DIRECTIVES —
1: Rewrite the public transport passage, beginning at the words "In an assessment" and stopping after "for Cape Town.", and replace "waiting time" with "wait time".
2: Continue the public transport passage from its final sentence.

Start PAGE TEXT

The NHTS indicates that only about 16% of public transport passengers in the country make any transfers, and that transfers are far more prevalent for rail passengers. Given the greater extent of rail coverage and usage in Cape Town, this number is unsurprisingly higher for Cape Town, at 21% of public transport passengers (CCT 2013b). The survey also indicated that the number of second and third transfers are, at 14% and 6% respectively, significantly higher in Cape Town than in other metropolitan areas.
In an assessment of the bus system in Abu Dhabi in 2009 (Hassan et al 2013), the waiting time for transfer of passengers was recorded as 38% from 5-10 minutes, 34% from 10-20 minutes, and 13% less than five minutes. The median transfer time is therefore well below the ten minutes recorded for Cape Town.
In-vehicle travel time
The in-vehicle travel time depends both on the speed and the distance travelled. Speed is influenced by the speed limit and the prevailing level of service (LOS), which dictate the ability to maintain the desired speed for vehicles in mixed traffic. For vehicles with dedicated or semi-dedicated rights-of-way, the speed is not only determined by the design standards of the way and vehicles, but also by the frequency and duration of stops along the route.
Table 5 shows the average in-vehicle speeds for the four different modes in the three different time periods of the survey. The table shows that the car has the highest average speed during both the AM and off-peak periods, followed by the minibus taxi, with conventional GABS buses consistently travelling slower than rail.
The average peak hour speeds are intuitively expected, with MBTs being marginally slower than cars due to more frequent stops, but despite erratic driving making up speed along the route.

End PAGE TEXT
Start STORED DATA

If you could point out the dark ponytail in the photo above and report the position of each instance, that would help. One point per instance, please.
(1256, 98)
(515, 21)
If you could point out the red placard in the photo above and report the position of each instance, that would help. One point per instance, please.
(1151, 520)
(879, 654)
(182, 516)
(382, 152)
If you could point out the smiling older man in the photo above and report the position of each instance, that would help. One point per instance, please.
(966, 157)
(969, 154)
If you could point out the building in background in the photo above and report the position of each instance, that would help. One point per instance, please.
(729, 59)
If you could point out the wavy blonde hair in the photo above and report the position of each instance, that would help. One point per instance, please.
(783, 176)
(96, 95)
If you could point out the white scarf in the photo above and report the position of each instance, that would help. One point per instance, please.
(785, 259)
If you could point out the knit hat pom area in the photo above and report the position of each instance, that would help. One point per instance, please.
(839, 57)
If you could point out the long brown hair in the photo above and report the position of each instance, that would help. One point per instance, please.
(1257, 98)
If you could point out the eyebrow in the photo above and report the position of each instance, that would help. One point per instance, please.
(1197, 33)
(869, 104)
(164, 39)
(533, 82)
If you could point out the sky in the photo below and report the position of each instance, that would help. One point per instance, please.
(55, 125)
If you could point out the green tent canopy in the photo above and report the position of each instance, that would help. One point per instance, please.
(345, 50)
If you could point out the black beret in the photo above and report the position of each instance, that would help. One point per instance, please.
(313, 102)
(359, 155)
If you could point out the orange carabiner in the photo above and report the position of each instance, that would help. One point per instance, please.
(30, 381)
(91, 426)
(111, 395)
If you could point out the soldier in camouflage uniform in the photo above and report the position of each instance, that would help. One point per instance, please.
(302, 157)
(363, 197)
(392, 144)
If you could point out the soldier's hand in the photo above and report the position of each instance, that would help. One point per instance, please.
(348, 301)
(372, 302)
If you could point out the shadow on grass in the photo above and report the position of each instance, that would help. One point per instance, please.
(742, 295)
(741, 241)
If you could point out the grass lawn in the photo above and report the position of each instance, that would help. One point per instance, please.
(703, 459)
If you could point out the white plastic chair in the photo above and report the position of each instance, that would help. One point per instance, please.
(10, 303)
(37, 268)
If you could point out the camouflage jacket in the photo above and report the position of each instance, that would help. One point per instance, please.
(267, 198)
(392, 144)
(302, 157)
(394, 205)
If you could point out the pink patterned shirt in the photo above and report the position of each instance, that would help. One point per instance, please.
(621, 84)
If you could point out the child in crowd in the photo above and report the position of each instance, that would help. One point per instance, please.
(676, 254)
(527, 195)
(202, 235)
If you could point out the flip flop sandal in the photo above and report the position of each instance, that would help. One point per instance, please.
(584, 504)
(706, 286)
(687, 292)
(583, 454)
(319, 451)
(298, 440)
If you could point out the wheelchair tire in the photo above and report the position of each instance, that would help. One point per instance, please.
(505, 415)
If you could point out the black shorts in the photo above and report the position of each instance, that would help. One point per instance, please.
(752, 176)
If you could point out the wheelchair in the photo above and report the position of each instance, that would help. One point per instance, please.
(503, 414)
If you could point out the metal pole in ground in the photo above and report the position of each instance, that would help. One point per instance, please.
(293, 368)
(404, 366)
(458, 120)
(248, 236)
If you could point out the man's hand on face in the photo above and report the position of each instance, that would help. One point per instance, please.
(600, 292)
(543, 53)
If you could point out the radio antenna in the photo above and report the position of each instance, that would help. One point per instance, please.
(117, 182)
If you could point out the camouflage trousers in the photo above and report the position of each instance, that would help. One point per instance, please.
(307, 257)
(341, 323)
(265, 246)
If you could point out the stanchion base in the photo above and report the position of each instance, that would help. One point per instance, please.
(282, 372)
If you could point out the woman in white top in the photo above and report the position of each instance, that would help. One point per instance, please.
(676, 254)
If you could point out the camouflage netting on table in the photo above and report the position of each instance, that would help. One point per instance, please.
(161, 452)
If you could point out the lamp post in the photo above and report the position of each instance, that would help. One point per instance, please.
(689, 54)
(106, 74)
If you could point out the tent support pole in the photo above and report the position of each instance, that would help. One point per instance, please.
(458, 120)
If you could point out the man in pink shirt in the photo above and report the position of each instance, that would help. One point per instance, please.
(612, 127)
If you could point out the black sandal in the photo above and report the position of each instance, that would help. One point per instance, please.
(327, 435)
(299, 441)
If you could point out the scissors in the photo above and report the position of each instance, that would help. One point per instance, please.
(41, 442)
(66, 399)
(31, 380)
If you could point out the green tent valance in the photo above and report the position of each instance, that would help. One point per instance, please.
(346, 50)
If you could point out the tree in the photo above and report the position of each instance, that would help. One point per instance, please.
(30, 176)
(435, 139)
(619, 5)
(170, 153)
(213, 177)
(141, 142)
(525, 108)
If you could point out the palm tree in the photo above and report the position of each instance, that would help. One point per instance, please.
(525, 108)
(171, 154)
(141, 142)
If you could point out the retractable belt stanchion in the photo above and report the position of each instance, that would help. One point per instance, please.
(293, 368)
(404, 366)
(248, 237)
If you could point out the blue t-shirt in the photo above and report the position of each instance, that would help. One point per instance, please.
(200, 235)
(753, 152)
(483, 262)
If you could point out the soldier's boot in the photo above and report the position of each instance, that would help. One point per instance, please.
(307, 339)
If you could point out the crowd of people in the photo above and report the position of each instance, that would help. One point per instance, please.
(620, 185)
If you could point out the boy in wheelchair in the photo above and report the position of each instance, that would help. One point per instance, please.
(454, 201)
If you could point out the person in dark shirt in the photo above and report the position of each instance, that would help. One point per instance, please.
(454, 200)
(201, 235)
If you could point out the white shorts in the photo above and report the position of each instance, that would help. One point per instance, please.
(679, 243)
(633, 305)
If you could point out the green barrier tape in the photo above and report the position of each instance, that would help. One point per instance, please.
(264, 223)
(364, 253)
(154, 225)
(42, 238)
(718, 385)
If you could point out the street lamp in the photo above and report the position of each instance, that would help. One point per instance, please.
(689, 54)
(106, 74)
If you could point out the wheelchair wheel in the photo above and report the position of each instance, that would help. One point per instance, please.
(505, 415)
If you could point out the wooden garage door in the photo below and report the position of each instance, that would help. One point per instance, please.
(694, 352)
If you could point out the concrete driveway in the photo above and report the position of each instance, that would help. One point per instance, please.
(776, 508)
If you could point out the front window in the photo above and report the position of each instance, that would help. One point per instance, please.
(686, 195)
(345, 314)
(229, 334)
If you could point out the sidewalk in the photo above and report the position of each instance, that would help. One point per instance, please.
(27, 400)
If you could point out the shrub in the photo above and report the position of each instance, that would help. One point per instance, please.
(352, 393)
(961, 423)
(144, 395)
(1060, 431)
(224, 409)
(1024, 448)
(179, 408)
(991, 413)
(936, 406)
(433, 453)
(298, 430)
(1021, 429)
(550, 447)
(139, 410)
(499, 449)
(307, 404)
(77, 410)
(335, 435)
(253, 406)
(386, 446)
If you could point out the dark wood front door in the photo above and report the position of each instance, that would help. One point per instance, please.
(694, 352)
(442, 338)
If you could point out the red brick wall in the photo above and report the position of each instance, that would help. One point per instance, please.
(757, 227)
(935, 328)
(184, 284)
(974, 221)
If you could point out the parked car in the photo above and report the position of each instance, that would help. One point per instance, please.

End STORED DATA

RESPONSES FOR EACH TASK —
1:
In an assessment of the bus system in Abu Dhabi in 2009 (Hassan et al 2013), the wait time for transfer of passengers was recorded as 38% from 5-10 minutes, 34% from 10-20 minutes, and 13% less than five minutes. The median transfer time is therefore well below the ten minutes recorded for Cape Town.

2:
The low speed of train trips is concerning, considering the fact that trains run on a dedicated right of way, and stations are typically not less than 1 km apart. Speeds of 30 to 40 km/h should be expected for this mode (Vuchic 2007). The low speed is ascribed to the fact that substantial speed restrictions exist on many parts of the rail network due to poorly maintained tracks, and station capacity requires arriving trains to sometimes wait for trains that are not ready to depart. In addition, the average age of the rolling stock fleet is about 40 years, and overcrowding results in an inability to collect all waiting passengers, which leads to longer dwell times for trains at many stations.
The data was not collected to distinguish between travelling on local roads, arterial or freeways, for which design speeds vary.
However, the effect of congestion on travel speed is clear when comparing the off-peak speeds for car and MBT to that of the AM peak.
Figure 5 shows the variation of speed with distance travelled for the four modes and for the forward direction (excluding PM peak data). Of interest is that the speed increases slightly with distance for car and train, but that it decreases slightly for both bus and minibus-taxi (MBT) (the distance axis is not to scale, so the gradient of the trend line has no meaning).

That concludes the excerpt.